DOCUMENT SECTION:
We need to put the debate in context. The hon. Gentleman and other hon. Members may be reassured to learn that in 2002–03, OPRA prohibited only 11 trustees. A trustee who is prohibited will have the option of either taking the case to the tribunal or, having taken ameliorative action, asking for the prohibition to be lifted. The question is whether trustees are professional in going about their tasks. We do not in the Bill seek to ensure that all trustees are professional trustees, as the hon. Gentleman suggested, but we would wish all trustees to act in a professional manner. As he acknowledged, trustees have an important responsibility. They are the people who will in large part determine the interest of the members of a pension scheme. We would expect trustees to behave professionally and to undertake those responsibilities seriously, as would the members.

PROVIDED INFORMATION:
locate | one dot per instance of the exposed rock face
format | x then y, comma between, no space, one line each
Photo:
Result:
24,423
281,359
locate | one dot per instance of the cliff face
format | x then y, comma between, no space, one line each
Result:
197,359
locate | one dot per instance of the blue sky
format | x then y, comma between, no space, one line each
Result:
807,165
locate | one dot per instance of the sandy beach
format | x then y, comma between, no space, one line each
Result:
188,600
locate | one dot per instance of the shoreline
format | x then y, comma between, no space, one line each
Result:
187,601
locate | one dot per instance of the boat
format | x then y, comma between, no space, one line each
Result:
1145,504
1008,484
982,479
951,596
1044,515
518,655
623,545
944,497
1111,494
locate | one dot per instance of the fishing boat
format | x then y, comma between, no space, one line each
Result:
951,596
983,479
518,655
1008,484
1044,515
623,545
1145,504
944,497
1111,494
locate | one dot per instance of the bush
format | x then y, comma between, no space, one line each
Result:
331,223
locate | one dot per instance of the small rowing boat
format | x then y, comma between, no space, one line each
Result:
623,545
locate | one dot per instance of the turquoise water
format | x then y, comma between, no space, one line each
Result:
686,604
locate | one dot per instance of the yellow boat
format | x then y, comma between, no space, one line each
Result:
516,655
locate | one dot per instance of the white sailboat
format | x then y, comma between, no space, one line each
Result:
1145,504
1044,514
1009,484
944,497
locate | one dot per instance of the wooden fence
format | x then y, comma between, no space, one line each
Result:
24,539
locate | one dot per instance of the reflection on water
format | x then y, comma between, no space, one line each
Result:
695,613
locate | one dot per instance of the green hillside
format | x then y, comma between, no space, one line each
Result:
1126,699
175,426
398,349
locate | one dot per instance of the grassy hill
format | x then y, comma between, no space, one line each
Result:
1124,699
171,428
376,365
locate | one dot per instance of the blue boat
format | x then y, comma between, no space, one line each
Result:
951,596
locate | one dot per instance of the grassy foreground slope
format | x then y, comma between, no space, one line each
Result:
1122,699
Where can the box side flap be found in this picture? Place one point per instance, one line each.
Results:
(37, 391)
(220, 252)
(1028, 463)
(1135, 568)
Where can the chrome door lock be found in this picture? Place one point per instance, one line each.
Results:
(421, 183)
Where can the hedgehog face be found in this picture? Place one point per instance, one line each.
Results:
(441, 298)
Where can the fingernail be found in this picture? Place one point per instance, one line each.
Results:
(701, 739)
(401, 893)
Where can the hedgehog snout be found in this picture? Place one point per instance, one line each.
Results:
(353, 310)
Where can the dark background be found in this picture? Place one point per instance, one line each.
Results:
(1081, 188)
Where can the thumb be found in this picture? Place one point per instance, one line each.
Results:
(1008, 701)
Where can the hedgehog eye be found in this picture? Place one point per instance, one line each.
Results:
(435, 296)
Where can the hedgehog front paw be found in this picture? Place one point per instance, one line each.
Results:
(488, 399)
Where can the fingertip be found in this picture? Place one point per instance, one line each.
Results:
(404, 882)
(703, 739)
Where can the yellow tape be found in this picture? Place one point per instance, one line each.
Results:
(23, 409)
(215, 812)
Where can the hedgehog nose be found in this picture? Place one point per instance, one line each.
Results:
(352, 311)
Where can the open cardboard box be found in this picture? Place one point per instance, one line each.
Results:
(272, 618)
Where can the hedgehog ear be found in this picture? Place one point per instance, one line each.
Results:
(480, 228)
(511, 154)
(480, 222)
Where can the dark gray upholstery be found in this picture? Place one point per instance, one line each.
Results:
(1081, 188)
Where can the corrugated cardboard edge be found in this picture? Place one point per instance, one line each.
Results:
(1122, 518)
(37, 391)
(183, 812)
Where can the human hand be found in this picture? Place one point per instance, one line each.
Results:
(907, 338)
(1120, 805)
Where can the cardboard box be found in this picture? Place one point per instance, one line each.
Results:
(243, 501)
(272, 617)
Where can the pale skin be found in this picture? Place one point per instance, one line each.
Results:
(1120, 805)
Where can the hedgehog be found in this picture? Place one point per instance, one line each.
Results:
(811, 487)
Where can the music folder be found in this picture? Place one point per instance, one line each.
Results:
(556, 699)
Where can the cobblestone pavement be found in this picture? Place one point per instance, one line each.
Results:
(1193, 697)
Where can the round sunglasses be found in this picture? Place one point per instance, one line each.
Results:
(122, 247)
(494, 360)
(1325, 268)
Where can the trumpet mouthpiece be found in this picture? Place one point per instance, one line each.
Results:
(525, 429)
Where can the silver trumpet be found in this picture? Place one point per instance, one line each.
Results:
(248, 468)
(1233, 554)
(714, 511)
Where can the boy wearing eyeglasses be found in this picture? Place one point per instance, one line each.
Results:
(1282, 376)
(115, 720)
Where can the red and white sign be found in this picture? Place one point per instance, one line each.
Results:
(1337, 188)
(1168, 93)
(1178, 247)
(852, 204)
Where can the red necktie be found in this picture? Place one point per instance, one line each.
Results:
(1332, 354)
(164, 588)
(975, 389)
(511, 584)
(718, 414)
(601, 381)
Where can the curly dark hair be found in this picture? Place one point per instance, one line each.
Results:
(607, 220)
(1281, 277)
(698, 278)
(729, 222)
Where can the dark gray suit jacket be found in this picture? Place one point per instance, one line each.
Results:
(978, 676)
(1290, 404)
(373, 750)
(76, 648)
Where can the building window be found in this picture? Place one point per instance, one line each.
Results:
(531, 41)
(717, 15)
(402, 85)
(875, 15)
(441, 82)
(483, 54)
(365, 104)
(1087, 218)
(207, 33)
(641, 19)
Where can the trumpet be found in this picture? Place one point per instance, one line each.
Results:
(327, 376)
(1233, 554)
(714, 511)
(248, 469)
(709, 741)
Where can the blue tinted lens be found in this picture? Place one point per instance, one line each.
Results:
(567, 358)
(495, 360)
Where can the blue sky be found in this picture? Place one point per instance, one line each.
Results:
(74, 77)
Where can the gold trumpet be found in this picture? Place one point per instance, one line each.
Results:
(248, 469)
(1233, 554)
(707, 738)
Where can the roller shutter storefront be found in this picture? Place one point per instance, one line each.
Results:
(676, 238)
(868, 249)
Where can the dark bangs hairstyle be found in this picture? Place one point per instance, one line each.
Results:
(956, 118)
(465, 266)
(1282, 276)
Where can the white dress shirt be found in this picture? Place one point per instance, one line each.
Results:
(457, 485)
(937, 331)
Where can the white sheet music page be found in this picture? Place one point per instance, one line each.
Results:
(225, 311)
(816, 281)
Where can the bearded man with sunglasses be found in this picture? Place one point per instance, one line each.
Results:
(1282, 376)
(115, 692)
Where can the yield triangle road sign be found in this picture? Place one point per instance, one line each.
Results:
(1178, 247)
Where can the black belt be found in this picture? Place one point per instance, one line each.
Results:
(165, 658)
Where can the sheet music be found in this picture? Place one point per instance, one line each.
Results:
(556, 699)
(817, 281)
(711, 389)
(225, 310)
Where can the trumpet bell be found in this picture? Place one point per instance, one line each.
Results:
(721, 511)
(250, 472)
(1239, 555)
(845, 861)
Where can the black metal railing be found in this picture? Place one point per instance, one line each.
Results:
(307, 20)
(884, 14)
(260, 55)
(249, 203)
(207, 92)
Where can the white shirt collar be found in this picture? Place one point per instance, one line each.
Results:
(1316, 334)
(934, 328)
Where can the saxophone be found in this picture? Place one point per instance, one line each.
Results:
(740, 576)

EXERCISES:
a. In the passage on pension trustees, answer each question:
(i) How many trustees did OPRA prohibit in 2002–03?
(ii) What two options will a prohibited trustee have?
(iii) Who will in large part determine the interest of the members of a pension scheme?
b. What comes next in the passage on pension trustees? Write on from its last sentence.

OUTPUTS IN ORDER:
a.
(i) 11
(ii) Take the case to the tribunal, or take ameliorative action and then ask for the prohibition to be lifted.
(iii) Trustees

b.
If a trustee is considered to be acting improperly or incompetently, they will face prohibition by the regulator. That must be an option. The reasons why a trustee is acting incompetently may be to do with a lack of understanding about pensions, their responsibilities or the additional skills that they require. All I would say is that we shall discuss the issue later. The hon. Gentleman mentioned the Myners report and the requirement to educate trustees. Since we shall discuss that in some depth when we come to part 5, I suggest that the Committee defer further discussion on the matter until we reach that point.

Mr. Osborne: Of course the Under-Secretary is right that the bigger discussion about the role of voluntary trustees versus professional trustees is best saved for later in the Bill. He mentioned that 12 had been prohibited.

Mr. Pond: Eleven.

Mr. Osborne: Eleven.

Mr. Pond: It may be 12 by now.

Mr. Osborne: It may indeed. That figure is partly because the 1995 Act is tightly drawn and provides for orders against people who have been in ''serious or persistent breach'' of specific parts of pension law. The clause, however, gives a much broader definition of a person against whom such orders may be issued, which is someone who is merely

    ''not a fit and proper person to be a trustee''.

In his discussions with OPRA and so on, has the Minister made any estimate of whether there will be a large increase in the number prohibited as a result of the clause, or does he expect the figure to remain at less than a dozen a year?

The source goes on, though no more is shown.